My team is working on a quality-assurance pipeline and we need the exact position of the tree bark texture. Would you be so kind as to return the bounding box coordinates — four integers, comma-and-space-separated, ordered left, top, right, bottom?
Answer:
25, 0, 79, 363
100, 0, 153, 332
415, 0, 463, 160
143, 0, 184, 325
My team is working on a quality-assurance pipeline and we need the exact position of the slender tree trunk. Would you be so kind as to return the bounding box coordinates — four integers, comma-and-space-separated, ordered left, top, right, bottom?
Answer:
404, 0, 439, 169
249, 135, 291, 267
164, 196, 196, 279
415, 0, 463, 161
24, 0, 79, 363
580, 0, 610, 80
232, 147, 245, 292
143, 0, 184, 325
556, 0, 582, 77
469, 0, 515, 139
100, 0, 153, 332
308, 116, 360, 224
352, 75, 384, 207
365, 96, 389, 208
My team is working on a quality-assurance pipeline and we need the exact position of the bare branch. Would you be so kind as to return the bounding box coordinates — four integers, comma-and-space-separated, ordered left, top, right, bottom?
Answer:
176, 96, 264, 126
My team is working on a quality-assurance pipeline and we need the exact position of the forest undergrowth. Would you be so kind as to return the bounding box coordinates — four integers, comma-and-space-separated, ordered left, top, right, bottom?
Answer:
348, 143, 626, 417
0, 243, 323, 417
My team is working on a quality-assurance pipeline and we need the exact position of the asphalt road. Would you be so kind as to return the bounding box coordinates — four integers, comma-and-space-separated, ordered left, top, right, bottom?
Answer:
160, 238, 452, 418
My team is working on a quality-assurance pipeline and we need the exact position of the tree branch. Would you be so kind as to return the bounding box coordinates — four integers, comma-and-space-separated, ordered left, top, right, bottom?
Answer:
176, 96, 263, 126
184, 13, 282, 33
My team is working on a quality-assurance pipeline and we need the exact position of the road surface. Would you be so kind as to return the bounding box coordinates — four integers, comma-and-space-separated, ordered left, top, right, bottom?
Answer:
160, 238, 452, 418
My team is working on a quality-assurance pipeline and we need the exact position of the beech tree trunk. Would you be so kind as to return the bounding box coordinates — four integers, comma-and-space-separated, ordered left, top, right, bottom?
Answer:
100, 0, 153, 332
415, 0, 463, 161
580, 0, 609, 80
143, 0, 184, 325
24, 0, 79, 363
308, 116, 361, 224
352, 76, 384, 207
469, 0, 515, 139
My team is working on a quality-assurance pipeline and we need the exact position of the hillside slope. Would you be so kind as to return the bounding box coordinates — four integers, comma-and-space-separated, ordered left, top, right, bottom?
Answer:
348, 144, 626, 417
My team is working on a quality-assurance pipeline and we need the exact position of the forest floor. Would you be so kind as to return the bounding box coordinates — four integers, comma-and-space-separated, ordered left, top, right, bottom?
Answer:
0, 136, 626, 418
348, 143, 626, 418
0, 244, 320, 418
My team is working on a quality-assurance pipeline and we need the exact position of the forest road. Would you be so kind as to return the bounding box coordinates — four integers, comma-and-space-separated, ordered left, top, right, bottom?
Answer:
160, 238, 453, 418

= = = = =

Retype all of the records above word for word, keeping every line as it stands.

My team is working on a quality-assurance pipeline and we need the exact position of the tree bark texture. Would you be so kind as to return the bounding box coordinates — four integers, comma-and-space-separated, ordered left, top, right, bottom?
Answer:
25, 0, 79, 363
100, 0, 153, 332
415, 0, 463, 160
143, 0, 184, 325
My team is working on a quality-assurance pipeline and we need the exact position of the slender tree trunk. Would you be so kind as to return the bounding box coordinates — four integers, comma-and-space-separated, ordered left, top, right, bottom?
Answer:
404, 0, 439, 169
249, 135, 291, 267
164, 196, 196, 279
415, 0, 463, 161
24, 0, 79, 363
580, 0, 610, 80
232, 147, 245, 292
143, 0, 184, 325
556, 0, 582, 77
469, 0, 515, 139
100, 0, 153, 332
308, 116, 360, 224
352, 75, 384, 207
365, 96, 389, 208
My team is working on a quality-assurance pipeline and we need the exact position of the bare branch. Would you be so kind as to return the bounding box coordinates — four integers, comma-and-space-separated, ordered left, top, right, bottom?
Answer:
176, 96, 264, 126
My team is working on a quality-assurance pipeline and we need the exact position of the forest undergrowth. Would you be so kind as to return the bounding box coordinates — four integers, comma-and-space-separated, ordered left, top, right, bottom?
Answer:
348, 143, 626, 417
0, 243, 323, 417
My team is working on a quality-assurance pipeline and we need the exact position of the asphalt road. Would you be so kind as to return the bounding box coordinates — four integers, comma-and-space-separated, ordered left, top, right, bottom?
Answer:
160, 238, 452, 418
My team is working on a quality-assurance pipeline and we need the exact position of the tree branch. Would you be so kind as to return the bounding box coordinates — four integers, comma-and-space-separated, ordered left, top, right, bottom?
Answer:
176, 96, 263, 126
184, 13, 282, 33
My team is working on a quality-assurance pipeline and we need the exact position of the road surface. Would you be so kind as to return the bounding box coordinates — four integers, comma-and-space-separated, ordered left, top, right, bottom?
Answer:
160, 238, 452, 418
My team is working on a quality-assurance pipeline and we need the exact position of the beech tree trunk. Would you be so kind as to return the bounding box coordinates — four integers, comma-and-space-separated, ordered left, top, right, bottom?
Answer:
100, 0, 153, 332
415, 0, 463, 161
580, 0, 609, 80
143, 0, 184, 325
24, 0, 79, 363
308, 116, 361, 224
352, 76, 384, 207
469, 0, 515, 139
My team is working on a quality-assurance pipeline and we need the exact position of the hillside slope. Would you be so kind as to return the bounding box coordinates — four integers, comma-and-space-separated, ordered left, top, right, bottom?
Answer:
348, 144, 626, 417
My team is working on a quality-assurance pipeline and we need the exact position of the forest floor. Would you be so kind as to return the bounding box coordinates — four integers, comma-and-space-separated, ordered left, top, right, bottom?
Answer:
0, 136, 626, 418
348, 143, 626, 418
0, 244, 320, 418
My team is working on a quality-assurance pipeline and we need the exact position of the forest road. Would you be so kind as to return the bounding box coordinates — four integers, comma-and-space-separated, ordered left, top, right, bottom?
Answer:
160, 238, 453, 418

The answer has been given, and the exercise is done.